Obiettivo: Ricopia fedelmente il passo dell'estratto del testo compreso tra "In questo senso" e "e le bambine.", estremi inclusi.

---------- Estratto del testo

In questo senso questo nuovo libro si propone come riflessione sull’essere donne libere ieri e oggi, ma anche come una lunga “didascalia” a tutte le sue opere di ricerca pittorica ed espositiva. Donne padrone di se stesse e della loro vita, che sanno donare e donarsi, che vedono l’uomo come compagno, non come antagonista, che sanno accoglierlo anche con le sue ferite, che sanno sostenerlo, ma anche redarguirlo e ammonirlo dopo le sue cadute o mancanze, proprio come le maestre sanno fare con i bambini e le bambine.
Fra le maestre eroiche raccontate nel libro, la scrittrice non dimentica quelle degli alunni profughi con le famiglie in Austria e Moravia. Insegnarono alle nuove generazioni trentine non solo a leggere e a scrivere, ma a cantare una speranza di futuro.

--------------------
---------- Insieme di dati

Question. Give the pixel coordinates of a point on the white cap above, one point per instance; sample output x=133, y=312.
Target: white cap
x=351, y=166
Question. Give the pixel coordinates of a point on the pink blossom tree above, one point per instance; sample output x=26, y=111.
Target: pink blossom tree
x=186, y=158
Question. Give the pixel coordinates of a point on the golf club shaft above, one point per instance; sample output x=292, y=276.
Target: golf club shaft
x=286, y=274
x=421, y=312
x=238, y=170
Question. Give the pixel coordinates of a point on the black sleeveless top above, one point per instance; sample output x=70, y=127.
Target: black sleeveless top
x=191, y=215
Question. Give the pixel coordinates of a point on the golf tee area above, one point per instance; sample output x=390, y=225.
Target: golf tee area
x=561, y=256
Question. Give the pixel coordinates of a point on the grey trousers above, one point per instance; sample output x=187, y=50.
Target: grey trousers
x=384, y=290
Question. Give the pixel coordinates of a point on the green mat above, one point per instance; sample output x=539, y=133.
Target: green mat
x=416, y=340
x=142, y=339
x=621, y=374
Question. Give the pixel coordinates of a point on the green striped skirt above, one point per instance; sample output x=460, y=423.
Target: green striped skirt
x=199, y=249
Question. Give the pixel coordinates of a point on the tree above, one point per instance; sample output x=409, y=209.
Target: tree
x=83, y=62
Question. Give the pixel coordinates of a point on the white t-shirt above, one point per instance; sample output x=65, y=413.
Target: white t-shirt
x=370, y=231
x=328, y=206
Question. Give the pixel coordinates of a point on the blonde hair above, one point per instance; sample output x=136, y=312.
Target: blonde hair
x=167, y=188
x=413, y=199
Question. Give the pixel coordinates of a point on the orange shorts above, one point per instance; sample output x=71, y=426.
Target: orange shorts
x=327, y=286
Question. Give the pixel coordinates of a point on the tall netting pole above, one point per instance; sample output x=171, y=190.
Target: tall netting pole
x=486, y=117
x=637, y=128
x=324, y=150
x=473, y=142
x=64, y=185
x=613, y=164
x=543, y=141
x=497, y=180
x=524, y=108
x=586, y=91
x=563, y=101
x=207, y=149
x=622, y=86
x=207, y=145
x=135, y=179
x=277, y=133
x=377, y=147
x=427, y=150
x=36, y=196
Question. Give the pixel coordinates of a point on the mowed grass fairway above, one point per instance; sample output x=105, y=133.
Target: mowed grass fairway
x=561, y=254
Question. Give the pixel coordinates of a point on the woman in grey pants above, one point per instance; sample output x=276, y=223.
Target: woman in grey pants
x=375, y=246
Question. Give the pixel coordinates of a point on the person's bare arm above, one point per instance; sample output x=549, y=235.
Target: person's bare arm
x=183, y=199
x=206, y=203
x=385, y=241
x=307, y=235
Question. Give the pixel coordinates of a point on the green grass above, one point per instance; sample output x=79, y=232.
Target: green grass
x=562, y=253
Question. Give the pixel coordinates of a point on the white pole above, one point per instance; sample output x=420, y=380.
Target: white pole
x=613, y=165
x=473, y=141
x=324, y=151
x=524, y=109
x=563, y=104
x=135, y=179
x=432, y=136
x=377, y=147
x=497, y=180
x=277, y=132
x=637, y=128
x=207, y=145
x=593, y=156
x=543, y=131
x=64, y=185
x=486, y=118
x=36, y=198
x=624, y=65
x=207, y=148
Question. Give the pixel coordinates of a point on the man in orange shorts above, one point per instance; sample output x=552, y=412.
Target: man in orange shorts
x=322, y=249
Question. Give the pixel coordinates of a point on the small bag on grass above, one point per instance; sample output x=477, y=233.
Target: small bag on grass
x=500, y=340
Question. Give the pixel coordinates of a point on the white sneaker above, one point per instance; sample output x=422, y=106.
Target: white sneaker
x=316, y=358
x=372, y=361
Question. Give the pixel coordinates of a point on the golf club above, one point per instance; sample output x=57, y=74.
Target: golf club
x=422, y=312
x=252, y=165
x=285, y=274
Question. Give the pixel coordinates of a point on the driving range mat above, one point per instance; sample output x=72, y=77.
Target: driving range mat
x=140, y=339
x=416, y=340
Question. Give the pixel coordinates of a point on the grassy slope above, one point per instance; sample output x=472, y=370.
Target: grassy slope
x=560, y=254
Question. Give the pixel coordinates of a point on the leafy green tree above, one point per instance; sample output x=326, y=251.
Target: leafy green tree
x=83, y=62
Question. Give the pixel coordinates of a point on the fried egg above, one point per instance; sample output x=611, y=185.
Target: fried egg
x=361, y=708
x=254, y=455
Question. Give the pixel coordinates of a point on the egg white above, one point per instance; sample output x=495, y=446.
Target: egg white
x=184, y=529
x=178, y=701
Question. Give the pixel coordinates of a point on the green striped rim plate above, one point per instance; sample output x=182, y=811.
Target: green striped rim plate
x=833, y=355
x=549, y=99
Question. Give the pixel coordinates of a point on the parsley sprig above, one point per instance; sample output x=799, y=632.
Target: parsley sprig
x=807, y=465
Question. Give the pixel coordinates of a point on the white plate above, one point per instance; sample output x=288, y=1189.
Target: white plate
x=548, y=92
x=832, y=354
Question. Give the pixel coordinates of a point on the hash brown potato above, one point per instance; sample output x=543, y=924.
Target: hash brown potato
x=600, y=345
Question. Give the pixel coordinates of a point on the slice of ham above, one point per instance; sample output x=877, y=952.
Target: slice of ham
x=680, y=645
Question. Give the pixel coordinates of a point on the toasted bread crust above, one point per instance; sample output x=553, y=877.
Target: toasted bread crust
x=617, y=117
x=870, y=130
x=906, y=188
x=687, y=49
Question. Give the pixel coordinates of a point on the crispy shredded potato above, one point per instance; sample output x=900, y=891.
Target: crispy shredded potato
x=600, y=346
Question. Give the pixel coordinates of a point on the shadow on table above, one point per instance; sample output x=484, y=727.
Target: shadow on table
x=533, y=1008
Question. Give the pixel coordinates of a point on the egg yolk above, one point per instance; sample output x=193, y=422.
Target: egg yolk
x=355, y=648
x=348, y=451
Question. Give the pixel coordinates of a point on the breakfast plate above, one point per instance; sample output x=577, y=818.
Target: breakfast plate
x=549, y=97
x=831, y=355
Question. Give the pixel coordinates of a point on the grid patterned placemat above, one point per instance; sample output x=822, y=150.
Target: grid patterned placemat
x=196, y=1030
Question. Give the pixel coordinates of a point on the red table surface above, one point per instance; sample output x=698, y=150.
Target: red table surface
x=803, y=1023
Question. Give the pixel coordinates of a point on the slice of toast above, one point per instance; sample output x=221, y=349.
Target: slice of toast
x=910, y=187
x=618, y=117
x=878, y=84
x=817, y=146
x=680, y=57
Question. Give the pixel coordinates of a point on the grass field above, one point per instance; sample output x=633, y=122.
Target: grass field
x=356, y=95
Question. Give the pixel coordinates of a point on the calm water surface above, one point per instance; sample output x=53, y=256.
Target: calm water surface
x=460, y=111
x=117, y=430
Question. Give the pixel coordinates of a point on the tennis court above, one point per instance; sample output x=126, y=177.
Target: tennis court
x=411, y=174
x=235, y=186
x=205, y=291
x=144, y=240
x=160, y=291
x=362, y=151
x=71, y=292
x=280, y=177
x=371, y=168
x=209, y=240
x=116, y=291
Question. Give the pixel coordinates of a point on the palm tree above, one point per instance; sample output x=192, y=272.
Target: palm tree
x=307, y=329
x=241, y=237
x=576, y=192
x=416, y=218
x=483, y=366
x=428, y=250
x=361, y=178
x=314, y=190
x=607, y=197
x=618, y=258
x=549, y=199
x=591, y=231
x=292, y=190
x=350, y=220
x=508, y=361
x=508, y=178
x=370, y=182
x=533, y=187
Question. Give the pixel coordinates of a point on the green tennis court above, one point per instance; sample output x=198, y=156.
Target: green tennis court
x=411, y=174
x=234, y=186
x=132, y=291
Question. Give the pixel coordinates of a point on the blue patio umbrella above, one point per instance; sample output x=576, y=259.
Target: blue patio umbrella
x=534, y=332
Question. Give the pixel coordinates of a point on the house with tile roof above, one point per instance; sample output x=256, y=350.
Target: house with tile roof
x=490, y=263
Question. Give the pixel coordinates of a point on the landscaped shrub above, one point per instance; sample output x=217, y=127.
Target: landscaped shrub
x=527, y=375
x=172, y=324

--------------------

Risposta svolta:
In questo senso questo nuovo libro si propone come riflessione sull’essere donne libere ieri e oggi, ma anche come una lunga “didascalia” a tutte le sue opere di ricerca pittorica ed espositiva. Donne padrone di se stesse e della loro vita, che sanno donare e donarsi, che vedono l’uomo come compagno, non come antagonista, che sanno accoglierlo anche con le sue ferite, che sanno sostenerlo, ma anche redarguirlo e ammonirlo dopo le sue cadute o mancanze, proprio come le maestre sanno fare con i bambini e le bambine.